Задание:
Выпишите из фрагмента о взглядах де Местра на Петра все имена собственные, которыми названы люди или мифологические персонажи.

Фрагмент документа:
--
Если Карамзину петровская эпоха казалась только
источником политических заблуждений, то де Местр считал, что Петр подорвал
русскую национальную традицию. В условиях культурного и идеологического влияния
Европы у России нет культурного «иммунитета». Отсюда и более жесткий
тон в оценке Петра. Главным обвинением Местра в адрес царя-реформатора было
«сокрушение» церкви и религиозности, что, как ему казалось, должно
было определить успех просветительских идей и атеизма: «Противу сего
превосходства нет иного лекарства кроме религиозного чувства. К сожалению, оное
совершенно здесь отсутствует, ибо там, где служители религии суть пустое место,
пустым местом является и сама религия» [6, с. 161].
При всей неприязни де Местра к Петру, в «Четырех
главах» он избежал его открытого осуждения. Но когда Местр рассуждает о
свободе и просвещении, отношение к петровским реформам прочитывается между
строк. Обосновывая «несостоятельность» идеала свободы в России, Местр
повторяет свою привычную мысль о двух исторических способах обуздания
«порочной» человеческой воли: рабстве и религии — «двух якорях
общества«; провозглашая рабство »необходимой частью управления»
до появления христианской религии, он ставит отмену его в зависимость от того,
насколько «род человеческий <…> проникся и руководствуется
христианством». Сравнение католической и православной ветвей христианства
приводит Местра к заключению, что в России, где духовенство не располагало ни
влиянием, ни властью, освобождение равносильно катастрофе. В качестве
дополнительного аргумента против отмены крепостного состояния де Местр
ссылается на географическое своеобразие Российской империи и особенности
национального характера. Пространственная протяженность России не позволяет, по
его мнению, из соображений политической безопасности отказываться от помещичьей
юрисдикции, разделяющей с государством функцию управления. Тот же мотив был
использован и Карамзиным: «Теперь Дворяне, рассеянные по всему
Государству, содействуют Монарху в хранении тишины и благоустройства: отняв у
них сию власть блюстительную, он, как Атлас, возьмет себе Россию на ремена —
удержит ли?» [4, с. 82].
--
(Записи из собрания)

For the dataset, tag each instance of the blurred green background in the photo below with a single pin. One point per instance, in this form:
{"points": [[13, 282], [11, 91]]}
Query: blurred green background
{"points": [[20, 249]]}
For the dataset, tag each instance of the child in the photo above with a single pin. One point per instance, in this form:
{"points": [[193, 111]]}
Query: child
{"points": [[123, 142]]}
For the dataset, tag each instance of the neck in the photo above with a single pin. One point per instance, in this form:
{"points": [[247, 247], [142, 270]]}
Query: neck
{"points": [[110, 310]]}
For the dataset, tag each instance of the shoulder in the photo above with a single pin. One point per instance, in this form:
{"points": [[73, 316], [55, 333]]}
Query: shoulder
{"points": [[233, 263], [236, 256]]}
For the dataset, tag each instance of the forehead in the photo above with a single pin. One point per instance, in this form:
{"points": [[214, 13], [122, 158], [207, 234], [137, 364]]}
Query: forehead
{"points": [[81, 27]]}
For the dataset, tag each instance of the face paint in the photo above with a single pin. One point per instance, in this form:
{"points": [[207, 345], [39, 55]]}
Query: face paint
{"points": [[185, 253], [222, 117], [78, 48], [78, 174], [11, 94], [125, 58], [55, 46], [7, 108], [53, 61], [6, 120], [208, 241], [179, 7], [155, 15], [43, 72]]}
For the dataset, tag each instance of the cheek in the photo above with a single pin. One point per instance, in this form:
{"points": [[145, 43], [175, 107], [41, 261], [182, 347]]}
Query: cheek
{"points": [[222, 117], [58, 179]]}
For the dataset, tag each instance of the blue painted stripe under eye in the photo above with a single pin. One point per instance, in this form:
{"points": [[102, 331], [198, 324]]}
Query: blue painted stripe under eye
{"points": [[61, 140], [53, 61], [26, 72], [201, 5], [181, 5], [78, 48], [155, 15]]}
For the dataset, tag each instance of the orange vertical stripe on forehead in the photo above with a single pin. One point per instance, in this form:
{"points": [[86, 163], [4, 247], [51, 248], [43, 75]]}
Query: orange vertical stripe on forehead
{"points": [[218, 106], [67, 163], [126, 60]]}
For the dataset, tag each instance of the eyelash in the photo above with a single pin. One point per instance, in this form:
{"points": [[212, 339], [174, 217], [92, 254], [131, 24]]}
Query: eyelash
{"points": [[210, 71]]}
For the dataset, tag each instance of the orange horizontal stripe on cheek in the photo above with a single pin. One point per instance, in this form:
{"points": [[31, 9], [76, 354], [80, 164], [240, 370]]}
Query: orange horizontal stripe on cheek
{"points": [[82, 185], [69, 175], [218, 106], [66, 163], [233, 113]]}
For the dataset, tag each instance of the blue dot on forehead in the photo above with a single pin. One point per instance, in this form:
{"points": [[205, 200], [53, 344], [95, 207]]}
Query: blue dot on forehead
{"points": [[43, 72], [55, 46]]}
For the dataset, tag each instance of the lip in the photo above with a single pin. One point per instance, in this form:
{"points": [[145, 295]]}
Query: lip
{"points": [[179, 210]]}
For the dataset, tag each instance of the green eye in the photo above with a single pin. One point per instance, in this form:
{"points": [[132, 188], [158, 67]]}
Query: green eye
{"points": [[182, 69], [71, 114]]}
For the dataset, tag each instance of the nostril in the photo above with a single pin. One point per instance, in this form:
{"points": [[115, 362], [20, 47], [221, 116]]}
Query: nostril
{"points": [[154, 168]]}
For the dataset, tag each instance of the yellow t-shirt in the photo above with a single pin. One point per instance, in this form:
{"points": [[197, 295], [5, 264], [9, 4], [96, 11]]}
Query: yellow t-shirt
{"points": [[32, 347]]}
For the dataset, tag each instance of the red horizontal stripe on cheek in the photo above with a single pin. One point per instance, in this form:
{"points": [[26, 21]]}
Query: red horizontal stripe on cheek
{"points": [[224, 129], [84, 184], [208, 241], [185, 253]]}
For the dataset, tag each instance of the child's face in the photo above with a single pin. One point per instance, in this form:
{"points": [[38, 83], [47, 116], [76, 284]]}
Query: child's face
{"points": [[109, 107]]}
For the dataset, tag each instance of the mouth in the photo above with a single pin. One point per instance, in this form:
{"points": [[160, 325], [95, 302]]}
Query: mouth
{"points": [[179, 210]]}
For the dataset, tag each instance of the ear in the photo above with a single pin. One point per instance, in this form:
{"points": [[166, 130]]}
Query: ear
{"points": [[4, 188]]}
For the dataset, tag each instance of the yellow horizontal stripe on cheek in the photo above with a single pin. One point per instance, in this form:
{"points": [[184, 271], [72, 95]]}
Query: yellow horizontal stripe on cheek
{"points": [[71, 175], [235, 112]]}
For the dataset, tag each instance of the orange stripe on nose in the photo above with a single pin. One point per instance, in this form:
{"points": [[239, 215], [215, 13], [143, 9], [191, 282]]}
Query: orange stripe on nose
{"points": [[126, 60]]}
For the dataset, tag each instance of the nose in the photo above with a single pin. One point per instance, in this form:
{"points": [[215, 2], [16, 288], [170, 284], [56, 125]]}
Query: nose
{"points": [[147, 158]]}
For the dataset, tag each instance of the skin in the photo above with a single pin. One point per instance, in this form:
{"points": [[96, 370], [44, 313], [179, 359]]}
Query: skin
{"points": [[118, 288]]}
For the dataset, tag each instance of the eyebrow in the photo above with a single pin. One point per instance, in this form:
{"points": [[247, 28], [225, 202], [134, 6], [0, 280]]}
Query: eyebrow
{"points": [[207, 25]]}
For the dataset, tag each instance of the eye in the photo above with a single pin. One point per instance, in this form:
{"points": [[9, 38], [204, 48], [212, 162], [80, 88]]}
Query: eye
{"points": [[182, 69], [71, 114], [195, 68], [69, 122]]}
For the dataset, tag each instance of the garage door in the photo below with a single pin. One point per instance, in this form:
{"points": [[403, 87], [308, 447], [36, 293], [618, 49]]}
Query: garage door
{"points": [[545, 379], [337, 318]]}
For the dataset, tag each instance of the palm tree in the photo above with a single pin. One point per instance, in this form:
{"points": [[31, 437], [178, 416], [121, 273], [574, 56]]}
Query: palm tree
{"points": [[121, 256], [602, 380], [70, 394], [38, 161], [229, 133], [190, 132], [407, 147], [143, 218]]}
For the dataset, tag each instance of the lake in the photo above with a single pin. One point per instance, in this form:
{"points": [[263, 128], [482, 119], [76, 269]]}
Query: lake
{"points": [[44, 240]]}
--
Ответ:
Карамзин, де Местр (во фрагменте также «Местр»), Петр, Атлас.